WRITTEN EXERCISE => Put the lines of the material below, from its first line through the line containing "x=410, y=341" (both included), into a JSON list of strings, one string per line, with blank lines left out.

DATA PROVIDED =>

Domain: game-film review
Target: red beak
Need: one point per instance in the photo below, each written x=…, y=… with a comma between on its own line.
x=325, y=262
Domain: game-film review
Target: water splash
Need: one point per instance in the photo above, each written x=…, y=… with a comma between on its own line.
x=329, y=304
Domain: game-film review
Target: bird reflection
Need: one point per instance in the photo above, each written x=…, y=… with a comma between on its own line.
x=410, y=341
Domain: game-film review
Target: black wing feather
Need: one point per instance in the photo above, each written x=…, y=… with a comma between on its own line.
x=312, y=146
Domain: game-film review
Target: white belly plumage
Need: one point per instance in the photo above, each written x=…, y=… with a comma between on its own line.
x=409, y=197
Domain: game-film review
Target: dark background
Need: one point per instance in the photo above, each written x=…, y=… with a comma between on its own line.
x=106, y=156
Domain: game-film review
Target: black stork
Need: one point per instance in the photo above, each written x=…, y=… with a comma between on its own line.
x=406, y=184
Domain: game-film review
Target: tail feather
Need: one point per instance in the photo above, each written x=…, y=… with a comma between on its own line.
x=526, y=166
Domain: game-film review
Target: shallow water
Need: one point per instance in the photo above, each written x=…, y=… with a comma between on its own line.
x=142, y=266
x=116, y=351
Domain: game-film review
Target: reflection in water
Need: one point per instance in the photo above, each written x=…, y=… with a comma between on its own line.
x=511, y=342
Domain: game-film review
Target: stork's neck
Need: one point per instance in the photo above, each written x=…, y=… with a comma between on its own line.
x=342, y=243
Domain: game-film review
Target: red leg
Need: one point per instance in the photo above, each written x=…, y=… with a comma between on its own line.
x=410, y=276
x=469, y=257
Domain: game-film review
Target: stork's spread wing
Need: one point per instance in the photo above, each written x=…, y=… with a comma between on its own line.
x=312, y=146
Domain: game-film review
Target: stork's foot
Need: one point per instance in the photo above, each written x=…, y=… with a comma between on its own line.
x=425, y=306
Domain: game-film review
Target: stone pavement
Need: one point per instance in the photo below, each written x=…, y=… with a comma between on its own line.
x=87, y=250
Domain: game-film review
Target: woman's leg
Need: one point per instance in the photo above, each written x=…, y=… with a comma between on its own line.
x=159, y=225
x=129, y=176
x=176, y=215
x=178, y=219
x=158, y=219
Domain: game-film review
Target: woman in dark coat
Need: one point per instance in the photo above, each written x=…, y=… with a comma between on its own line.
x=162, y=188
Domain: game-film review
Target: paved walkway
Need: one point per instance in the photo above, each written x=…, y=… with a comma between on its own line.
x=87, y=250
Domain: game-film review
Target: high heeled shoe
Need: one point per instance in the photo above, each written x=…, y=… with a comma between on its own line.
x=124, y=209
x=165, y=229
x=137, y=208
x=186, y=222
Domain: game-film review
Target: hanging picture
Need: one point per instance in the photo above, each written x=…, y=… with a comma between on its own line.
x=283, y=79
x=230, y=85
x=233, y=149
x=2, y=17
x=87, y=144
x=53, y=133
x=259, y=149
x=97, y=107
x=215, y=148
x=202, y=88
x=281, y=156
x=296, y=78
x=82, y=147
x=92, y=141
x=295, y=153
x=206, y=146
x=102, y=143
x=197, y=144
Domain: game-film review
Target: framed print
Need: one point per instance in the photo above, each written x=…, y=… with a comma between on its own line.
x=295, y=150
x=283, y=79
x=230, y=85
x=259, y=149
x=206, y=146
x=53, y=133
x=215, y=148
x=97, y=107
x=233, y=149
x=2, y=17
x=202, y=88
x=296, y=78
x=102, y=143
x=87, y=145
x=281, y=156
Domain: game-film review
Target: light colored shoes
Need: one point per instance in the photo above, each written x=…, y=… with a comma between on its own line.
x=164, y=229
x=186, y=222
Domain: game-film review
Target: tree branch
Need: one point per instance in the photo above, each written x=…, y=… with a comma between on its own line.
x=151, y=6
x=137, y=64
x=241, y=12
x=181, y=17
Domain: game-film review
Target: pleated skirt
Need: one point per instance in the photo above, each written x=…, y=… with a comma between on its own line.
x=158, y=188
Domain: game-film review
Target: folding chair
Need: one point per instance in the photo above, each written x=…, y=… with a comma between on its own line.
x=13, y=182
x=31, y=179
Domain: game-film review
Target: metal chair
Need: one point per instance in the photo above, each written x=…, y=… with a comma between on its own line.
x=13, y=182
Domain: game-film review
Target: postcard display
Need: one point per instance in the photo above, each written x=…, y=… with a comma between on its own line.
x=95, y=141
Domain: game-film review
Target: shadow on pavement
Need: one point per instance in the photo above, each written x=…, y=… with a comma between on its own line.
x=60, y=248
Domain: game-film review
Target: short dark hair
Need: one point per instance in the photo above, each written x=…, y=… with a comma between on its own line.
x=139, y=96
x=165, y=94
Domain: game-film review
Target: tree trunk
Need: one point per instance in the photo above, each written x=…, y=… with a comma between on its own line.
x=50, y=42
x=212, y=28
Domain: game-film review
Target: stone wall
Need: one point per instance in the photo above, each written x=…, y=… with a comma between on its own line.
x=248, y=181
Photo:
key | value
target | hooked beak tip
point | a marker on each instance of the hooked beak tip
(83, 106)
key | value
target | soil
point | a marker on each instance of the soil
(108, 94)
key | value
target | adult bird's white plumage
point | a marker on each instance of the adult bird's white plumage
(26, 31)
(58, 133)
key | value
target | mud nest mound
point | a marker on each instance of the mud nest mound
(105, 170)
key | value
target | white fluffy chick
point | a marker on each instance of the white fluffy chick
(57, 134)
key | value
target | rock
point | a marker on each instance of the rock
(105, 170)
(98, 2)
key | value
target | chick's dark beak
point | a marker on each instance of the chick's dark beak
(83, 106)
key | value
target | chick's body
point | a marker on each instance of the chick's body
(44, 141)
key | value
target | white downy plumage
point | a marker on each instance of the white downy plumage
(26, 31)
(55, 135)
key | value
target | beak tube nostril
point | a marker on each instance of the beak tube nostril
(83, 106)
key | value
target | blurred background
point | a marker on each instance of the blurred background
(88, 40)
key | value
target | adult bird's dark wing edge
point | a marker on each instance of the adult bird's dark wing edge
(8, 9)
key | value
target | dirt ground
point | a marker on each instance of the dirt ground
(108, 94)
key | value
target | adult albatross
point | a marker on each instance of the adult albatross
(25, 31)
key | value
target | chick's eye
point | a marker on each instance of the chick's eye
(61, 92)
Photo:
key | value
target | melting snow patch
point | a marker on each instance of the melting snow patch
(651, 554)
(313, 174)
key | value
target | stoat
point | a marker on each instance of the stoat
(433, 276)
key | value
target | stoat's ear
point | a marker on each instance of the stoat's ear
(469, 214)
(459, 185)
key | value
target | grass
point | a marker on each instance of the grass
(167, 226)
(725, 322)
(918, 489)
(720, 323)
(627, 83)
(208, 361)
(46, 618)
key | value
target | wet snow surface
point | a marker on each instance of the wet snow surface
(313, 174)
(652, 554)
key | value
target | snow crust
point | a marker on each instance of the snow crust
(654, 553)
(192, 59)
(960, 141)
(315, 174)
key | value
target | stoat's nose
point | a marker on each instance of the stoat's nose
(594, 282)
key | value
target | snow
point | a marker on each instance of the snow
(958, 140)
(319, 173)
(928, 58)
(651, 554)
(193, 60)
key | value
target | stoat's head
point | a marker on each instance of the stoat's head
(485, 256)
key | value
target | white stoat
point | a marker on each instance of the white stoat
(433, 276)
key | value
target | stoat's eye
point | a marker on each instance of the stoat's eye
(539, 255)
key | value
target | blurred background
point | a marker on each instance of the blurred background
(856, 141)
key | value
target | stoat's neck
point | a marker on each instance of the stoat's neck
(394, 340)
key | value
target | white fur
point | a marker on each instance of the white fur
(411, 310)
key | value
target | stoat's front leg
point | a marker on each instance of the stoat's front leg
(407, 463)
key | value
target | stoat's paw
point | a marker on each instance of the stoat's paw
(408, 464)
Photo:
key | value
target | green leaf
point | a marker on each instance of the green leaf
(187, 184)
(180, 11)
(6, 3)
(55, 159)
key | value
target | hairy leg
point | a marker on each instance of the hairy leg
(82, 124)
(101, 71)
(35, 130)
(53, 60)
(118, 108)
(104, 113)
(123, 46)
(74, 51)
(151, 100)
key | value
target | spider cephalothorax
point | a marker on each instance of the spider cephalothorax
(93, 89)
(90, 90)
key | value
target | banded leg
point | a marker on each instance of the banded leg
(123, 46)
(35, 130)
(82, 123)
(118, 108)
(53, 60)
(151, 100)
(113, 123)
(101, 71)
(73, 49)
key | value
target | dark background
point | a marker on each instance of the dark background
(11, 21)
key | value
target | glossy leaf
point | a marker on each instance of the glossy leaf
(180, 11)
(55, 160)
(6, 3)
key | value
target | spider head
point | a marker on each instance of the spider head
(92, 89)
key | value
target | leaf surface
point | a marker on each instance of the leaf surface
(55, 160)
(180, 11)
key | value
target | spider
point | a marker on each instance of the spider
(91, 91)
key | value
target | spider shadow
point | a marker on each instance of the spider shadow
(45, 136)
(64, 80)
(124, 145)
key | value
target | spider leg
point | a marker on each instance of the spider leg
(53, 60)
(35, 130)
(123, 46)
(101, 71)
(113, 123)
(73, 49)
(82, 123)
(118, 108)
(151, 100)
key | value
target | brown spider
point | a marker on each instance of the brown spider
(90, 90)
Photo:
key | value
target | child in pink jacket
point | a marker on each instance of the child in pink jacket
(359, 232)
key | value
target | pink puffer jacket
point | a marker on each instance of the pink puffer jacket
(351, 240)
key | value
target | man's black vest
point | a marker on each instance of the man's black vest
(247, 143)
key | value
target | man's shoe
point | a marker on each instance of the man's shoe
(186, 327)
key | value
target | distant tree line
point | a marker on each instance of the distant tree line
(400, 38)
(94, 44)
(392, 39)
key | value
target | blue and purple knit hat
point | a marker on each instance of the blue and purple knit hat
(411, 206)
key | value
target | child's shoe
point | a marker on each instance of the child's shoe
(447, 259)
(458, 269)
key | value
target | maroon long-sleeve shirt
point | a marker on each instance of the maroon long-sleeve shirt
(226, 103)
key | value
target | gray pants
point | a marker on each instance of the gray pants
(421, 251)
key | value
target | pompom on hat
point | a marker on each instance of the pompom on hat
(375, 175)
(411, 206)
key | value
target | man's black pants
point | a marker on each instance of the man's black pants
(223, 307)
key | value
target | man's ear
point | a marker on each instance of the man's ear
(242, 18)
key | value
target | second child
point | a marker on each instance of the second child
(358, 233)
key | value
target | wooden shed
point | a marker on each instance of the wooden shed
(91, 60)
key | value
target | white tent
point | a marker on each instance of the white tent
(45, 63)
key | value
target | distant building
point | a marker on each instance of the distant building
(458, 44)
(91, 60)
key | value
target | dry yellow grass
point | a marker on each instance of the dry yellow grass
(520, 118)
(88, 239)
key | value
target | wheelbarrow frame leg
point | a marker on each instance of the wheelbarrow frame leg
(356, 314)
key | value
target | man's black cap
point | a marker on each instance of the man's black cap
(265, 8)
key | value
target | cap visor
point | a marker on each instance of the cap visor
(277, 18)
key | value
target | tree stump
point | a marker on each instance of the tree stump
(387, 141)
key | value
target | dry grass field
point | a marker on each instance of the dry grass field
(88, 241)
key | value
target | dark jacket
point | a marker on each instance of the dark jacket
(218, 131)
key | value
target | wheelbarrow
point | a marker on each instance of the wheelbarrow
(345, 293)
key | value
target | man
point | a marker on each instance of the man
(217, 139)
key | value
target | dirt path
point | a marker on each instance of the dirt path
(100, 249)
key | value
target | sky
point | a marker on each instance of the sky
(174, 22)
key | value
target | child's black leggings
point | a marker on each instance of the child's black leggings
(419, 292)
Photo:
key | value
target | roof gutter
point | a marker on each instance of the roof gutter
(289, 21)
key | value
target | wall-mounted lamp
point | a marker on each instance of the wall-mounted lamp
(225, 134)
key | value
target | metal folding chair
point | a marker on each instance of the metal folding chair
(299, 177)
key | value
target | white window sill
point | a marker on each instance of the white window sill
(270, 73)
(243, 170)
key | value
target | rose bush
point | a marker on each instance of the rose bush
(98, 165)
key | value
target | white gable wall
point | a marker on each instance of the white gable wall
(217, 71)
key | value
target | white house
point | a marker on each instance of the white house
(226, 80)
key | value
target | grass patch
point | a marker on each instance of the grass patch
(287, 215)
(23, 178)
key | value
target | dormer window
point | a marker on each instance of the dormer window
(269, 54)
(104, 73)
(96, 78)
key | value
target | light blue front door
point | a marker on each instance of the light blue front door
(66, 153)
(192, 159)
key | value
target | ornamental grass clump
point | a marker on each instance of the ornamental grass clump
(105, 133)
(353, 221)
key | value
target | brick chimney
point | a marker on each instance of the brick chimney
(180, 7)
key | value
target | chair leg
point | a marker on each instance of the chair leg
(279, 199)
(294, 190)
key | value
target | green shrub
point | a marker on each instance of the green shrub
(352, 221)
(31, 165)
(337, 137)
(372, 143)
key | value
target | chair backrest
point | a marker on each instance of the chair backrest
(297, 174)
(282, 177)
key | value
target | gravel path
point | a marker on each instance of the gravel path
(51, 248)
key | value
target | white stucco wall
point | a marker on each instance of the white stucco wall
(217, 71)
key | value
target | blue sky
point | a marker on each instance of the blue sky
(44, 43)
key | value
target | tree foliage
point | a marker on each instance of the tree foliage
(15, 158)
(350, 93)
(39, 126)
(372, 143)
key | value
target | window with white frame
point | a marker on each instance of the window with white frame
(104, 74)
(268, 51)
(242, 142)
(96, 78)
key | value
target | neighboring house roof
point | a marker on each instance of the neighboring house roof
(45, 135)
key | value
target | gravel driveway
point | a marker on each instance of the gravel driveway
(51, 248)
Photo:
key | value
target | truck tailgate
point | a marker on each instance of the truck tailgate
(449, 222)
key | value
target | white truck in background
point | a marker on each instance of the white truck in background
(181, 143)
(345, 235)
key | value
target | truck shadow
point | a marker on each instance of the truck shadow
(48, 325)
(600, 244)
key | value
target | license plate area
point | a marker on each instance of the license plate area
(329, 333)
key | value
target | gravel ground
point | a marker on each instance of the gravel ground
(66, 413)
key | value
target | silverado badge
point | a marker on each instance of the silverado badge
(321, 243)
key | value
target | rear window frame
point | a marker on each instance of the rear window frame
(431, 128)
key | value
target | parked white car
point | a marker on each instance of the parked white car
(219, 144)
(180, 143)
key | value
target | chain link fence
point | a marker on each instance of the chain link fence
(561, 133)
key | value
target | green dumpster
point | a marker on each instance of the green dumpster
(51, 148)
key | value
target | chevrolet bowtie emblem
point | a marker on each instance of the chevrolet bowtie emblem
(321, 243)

WRITTEN ANSWER =>
[
  "Domain: game-film review",
  "Target: red beak",
  "Need: one point per instance in the photo below, each written x=…, y=… with a comma between on its own line.",
  "x=325, y=262",
  "Domain: game-film review",
  "Target: water splash",
  "Need: one point per instance in the photo above, each written x=…, y=… with a comma between on its own line.",
  "x=329, y=304",
  "Domain: game-film review",
  "Target: bird reflection",
  "Need: one point per instance in the photo above, each written x=…, y=… with a comma between on its own line.",
  "x=410, y=341"
]